<<<<

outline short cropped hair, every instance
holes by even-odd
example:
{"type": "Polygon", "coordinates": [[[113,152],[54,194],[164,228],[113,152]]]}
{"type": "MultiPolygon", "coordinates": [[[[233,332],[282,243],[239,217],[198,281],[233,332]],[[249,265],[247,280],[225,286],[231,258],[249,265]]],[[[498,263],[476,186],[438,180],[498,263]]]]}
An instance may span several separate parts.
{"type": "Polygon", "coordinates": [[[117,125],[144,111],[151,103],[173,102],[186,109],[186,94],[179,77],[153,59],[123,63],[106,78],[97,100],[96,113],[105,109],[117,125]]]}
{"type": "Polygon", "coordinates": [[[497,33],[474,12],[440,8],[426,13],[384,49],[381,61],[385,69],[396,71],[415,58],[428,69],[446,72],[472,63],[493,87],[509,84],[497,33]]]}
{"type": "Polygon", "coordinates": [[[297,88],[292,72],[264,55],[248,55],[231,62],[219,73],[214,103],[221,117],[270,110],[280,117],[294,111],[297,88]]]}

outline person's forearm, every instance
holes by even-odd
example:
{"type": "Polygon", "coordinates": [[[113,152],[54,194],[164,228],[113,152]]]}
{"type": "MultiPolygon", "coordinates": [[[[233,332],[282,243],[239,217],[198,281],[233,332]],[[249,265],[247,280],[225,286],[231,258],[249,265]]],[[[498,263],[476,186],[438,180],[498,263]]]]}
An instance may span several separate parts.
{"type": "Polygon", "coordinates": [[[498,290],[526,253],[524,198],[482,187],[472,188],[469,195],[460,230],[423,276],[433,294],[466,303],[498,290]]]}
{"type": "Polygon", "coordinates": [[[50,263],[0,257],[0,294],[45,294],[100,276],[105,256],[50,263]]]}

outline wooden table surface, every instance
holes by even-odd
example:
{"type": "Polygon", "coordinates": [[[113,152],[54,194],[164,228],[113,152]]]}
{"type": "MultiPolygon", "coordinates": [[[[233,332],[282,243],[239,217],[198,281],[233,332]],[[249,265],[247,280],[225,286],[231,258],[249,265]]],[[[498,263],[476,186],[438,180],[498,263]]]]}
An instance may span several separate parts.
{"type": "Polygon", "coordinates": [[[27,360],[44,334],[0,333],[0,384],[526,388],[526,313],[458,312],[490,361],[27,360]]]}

>>>>

Task directions
Repeat the stretch from the line that contains "outline wooden table surface, every instance" through the end of the items, both ends included, keeping every character the same.

Result of the task
outline wooden table surface, every instance
holes by even-odd
example:
{"type": "Polygon", "coordinates": [[[113,152],[54,194],[164,228],[113,152]]]}
{"type": "MultiPolygon", "coordinates": [[[[233,332],[282,243],[239,217],[198,281],[233,332]],[[249,265],[247,280],[225,286],[231,258],[249,265]]],[[[498,263],[476,186],[438,180],[498,263]]]]}
An instance may span several separate parts.
{"type": "Polygon", "coordinates": [[[27,360],[44,334],[0,333],[0,384],[526,388],[526,313],[458,312],[490,361],[27,360]]]}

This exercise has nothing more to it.